■ What you are asked to do:
I'd like every record given again exactly, please.

Records contained in a dataset:

==================================================

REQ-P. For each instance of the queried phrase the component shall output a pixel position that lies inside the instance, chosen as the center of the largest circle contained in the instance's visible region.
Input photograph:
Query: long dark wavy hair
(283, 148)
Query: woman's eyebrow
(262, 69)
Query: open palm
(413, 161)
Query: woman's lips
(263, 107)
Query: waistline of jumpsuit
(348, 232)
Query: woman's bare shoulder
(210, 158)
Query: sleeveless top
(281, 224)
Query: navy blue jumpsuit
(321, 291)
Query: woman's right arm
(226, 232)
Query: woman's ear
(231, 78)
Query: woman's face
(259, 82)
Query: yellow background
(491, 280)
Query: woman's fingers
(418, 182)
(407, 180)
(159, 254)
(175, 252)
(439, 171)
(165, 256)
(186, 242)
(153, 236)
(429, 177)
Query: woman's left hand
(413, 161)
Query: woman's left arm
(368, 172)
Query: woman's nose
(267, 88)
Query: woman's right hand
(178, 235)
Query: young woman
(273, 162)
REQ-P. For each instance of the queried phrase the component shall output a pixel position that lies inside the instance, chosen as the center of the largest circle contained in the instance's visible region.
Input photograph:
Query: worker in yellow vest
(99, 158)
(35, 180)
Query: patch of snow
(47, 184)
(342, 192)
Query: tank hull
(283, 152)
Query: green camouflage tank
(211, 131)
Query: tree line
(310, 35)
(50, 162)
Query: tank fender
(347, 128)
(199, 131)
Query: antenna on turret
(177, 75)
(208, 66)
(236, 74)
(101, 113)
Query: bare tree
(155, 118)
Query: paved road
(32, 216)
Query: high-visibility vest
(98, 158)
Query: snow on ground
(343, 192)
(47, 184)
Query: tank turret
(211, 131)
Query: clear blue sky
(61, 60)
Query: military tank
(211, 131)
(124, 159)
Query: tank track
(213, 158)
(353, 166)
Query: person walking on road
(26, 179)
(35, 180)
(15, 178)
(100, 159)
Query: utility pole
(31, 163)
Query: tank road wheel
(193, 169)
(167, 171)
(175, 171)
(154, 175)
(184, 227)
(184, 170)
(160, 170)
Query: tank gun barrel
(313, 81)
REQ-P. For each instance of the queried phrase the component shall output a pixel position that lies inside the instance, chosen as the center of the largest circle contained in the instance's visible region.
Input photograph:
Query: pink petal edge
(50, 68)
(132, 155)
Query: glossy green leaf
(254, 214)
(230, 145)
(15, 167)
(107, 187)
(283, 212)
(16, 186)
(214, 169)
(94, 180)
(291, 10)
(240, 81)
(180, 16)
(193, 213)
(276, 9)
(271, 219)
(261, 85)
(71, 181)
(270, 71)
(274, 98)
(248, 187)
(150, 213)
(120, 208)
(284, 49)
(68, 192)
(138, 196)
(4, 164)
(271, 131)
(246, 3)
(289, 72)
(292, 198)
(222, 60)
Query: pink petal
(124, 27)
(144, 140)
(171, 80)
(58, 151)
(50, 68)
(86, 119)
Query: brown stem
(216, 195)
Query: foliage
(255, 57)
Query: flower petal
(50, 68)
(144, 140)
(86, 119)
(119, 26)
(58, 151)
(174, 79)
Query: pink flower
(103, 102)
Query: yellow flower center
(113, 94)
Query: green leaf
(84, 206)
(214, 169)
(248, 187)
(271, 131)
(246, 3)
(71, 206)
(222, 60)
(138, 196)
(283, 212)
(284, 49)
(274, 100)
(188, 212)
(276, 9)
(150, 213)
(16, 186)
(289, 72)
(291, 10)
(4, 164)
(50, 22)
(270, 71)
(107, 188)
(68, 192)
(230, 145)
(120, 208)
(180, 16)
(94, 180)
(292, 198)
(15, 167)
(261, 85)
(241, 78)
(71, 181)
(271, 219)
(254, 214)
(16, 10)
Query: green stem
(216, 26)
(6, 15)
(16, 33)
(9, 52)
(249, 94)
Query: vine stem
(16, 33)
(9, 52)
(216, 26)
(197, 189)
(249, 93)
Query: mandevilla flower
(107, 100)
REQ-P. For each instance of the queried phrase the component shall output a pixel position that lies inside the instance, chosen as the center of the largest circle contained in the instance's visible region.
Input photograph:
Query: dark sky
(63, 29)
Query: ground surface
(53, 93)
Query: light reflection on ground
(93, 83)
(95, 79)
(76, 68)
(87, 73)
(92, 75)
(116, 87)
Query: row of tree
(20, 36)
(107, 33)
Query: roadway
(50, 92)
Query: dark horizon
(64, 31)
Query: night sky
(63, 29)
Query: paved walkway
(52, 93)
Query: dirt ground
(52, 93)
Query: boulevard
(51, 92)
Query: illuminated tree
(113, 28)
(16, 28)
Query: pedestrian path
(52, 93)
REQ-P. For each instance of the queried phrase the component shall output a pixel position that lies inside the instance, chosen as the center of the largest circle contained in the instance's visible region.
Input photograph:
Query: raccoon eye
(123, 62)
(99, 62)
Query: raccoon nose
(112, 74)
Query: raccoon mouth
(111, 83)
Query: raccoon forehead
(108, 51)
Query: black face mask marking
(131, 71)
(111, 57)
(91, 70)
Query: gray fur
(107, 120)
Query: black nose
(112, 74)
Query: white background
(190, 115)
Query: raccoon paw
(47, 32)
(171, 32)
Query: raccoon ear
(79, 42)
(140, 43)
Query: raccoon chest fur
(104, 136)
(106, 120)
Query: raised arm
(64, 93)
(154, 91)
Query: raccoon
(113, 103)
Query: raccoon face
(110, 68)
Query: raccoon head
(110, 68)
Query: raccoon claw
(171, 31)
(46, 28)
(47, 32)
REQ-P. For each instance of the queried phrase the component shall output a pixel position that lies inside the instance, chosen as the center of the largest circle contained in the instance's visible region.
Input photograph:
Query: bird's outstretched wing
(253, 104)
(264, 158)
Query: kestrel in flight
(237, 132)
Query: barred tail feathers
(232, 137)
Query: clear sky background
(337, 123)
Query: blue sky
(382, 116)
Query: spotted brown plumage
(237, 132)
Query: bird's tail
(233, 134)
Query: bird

==================================================

■ Reply:
REQ-P. For each instance of the queried phrase the component shall output a pixel position that lies inside the instance, chosen as the center of the largest circle contained in the instance's visible region.
Input photograph:
Query: long dark wavy hair
(283, 148)
Query: woman's eyebrow
(262, 69)
Query: open palm
(413, 161)
Query: woman's lips
(263, 107)
Query: waistline of jumpsuit
(348, 232)
Query: woman's bare shoulder
(210, 158)
Query: sleeveless top
(281, 224)
Query: navy blue jumpsuit
(321, 291)
Query: woman's right arm
(226, 232)
Query: woman's ear
(231, 78)
Query: woman's face
(259, 82)
Query: yellow background
(491, 280)
Query: woman's fingers
(418, 182)
(407, 180)
(159, 254)
(175, 252)
(439, 171)
(165, 256)
(186, 242)
(153, 236)
(429, 177)
Query: woman's left hand
(413, 161)
Query: woman's left arm
(368, 172)
Query: woman's nose
(267, 88)
Query: woman's right hand
(178, 235)
Query: young woman
(273, 162)
REQ-P. For each instance of the queried phrase the component shall output a pixel position that lies inside the instance, chosen as the center of the largest circle contained in the instance's visible region.
Input photograph:
Query: worker in yellow vest
(99, 158)
(35, 180)
Query: patch of snow
(47, 184)
(342, 192)
Query: tank hull
(283, 152)
Query: green camouflage tank
(211, 131)
Query: tree line
(310, 35)
(50, 162)
Query: tank fender
(347, 128)
(199, 131)
Query: antenna on turret
(177, 75)
(208, 66)
(236, 74)
(101, 113)
Query: bare tree
(155, 118)
Query: paved road
(32, 216)
Query: high-visibility vest
(98, 158)
Query: snow on ground
(343, 192)
(47, 184)
Query: tank turret
(211, 131)
Query: clear blue sky
(61, 60)
Query: military tank
(211, 131)
(124, 159)
Query: tank track
(213, 158)
(353, 166)
Query: person walking on road
(26, 179)
(35, 180)
(15, 178)
(100, 159)
Query: utility pole
(31, 163)
Query: tank road wheel
(193, 169)
(167, 171)
(175, 171)
(154, 175)
(184, 227)
(184, 170)
(160, 170)
Query: tank gun barrel
(313, 81)
REQ-P. For each instance of the queried phrase the component shall output a pixel position that lies inside the instance, chosen as the center of the largest circle contained in the instance's visible region.
Input photograph:
Query: pink petal edge
(50, 68)
(132, 155)
Query: glossy green leaf
(254, 214)
(230, 145)
(15, 167)
(107, 187)
(283, 212)
(16, 186)
(214, 169)
(94, 180)
(291, 10)
(240, 81)
(180, 16)
(193, 213)
(276, 9)
(271, 219)
(261, 85)
(71, 181)
(270, 71)
(274, 98)
(248, 187)
(150, 213)
(120, 208)
(284, 49)
(68, 192)
(138, 196)
(4, 164)
(271, 131)
(246, 3)
(289, 72)
(292, 198)
(222, 60)
Query: pink petal
(124, 27)
(144, 140)
(171, 80)
(58, 151)
(50, 68)
(86, 119)
Query: brown stem
(216, 195)
Query: foliage
(255, 57)
Query: flower petal
(50, 68)
(144, 140)
(86, 119)
(119, 26)
(58, 151)
(174, 79)
Query: pink flower
(103, 102)
Query: yellow flower center
(113, 94)
Query: green leaf
(84, 206)
(214, 169)
(248, 187)
(271, 131)
(246, 3)
(71, 206)
(222, 60)
(138, 196)
(283, 212)
(284, 49)
(274, 100)
(188, 212)
(276, 9)
(150, 213)
(16, 186)
(289, 72)
(291, 10)
(4, 164)
(50, 22)
(270, 71)
(107, 188)
(68, 192)
(230, 145)
(120, 208)
(180, 16)
(94, 180)
(292, 198)
(15, 167)
(261, 85)
(241, 78)
(71, 181)
(271, 219)
(254, 214)
(16, 10)
Query: green stem
(216, 26)
(6, 15)
(16, 33)
(9, 52)
(249, 94)
Query: vine stem
(16, 33)
(9, 52)
(216, 26)
(197, 189)
(249, 93)
Query: mandevilla flower
(107, 100)
REQ-P. For each instance of the queried phrase the component shall output a pixel position that lies inside the instance, chosen as the center of the largest circle contained in the instance's visible region.
Input photograph:
Query: dark sky
(63, 29)
Query: ground surface
(53, 93)
Query: light reflection on ground
(93, 83)
(95, 79)
(76, 68)
(87, 73)
(92, 75)
(116, 87)
Query: row of tree
(20, 36)
(107, 33)
Query: roadway
(50, 92)
Query: dark horizon
(64, 31)
Query: night sky
(63, 29)
Query: paved walkway
(52, 93)
Query: dirt ground
(52, 93)
Query: boulevard
(51, 92)
Query: illuminated tree
(113, 28)
(16, 28)
Query: pedestrian path
(52, 93)
REQ-P. For each instance of the queried phrase the component shall output a pixel position that lies inside the instance, chosen as the center of the largest circle contained in the instance's visible region.
Input photograph:
Query: raccoon eye
(123, 62)
(99, 62)
Query: raccoon nose
(112, 74)
Query: raccoon mouth
(111, 83)
Query: raccoon forehead
(108, 51)
Query: black face mask marking
(131, 71)
(111, 57)
(91, 70)
Query: gray fur
(107, 120)
Query: black nose
(112, 74)
Query: white background
(190, 115)
Query: raccoon paw
(47, 32)
(171, 32)
Query: raccoon ear
(79, 42)
(140, 43)
Query: raccoon chest fur
(104, 136)
(106, 120)
Query: raised arm
(64, 93)
(154, 91)
Query: raccoon
(113, 103)
Query: raccoon face
(110, 68)
Query: raccoon head
(110, 68)
Query: raccoon claw
(171, 31)
(46, 28)
(47, 32)
REQ-P. For each instance of the queried phrase the component shall output a pixel position that lies inside the instance, chosen as the center of the largest circle contained in the instance's visible region.
Input photograph:
Query: bird's outstretched wing
(253, 104)
(264, 158)
Query: kestrel in flight
(237, 132)
Query: barred tail feathers
(232, 137)
Query: clear sky background
(337, 123)
Query: blue sky
(382, 116)
Query: spotted brown plumage
(237, 132)
Query: bird's tail
(233, 134)
Query: bird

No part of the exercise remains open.